*What to work on:*
Return all the entries exactly, keeping pictures out.

*Records provided:*

__________

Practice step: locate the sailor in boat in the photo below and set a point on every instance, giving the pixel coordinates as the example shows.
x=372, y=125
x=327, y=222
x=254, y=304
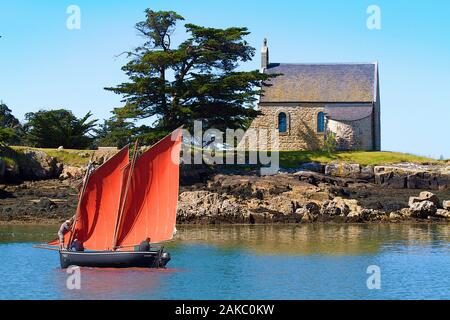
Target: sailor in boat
x=65, y=227
x=145, y=245
x=76, y=245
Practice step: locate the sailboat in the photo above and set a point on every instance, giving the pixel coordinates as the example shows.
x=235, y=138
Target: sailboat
x=123, y=202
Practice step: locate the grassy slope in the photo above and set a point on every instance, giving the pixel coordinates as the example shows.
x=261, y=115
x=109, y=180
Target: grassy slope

__________

*The response:*
Practice step: locate the sailor in boat in the photo below and set a point on every instance, giving the pixel coordinates as the example shows.
x=372, y=125
x=327, y=222
x=254, y=304
Target: sailor in boat
x=65, y=227
x=145, y=245
x=76, y=245
Practice step: locate the sailboat in the photo above and set a point on every instance, giving the pixel coordinates as the example shows.
x=235, y=138
Target: sailboat
x=123, y=202
Practice step: locate the grassy slope in the photo above and set a point on every instance, giving the pixel coordinates as the example shows.
x=261, y=115
x=109, y=180
Target: grassy slope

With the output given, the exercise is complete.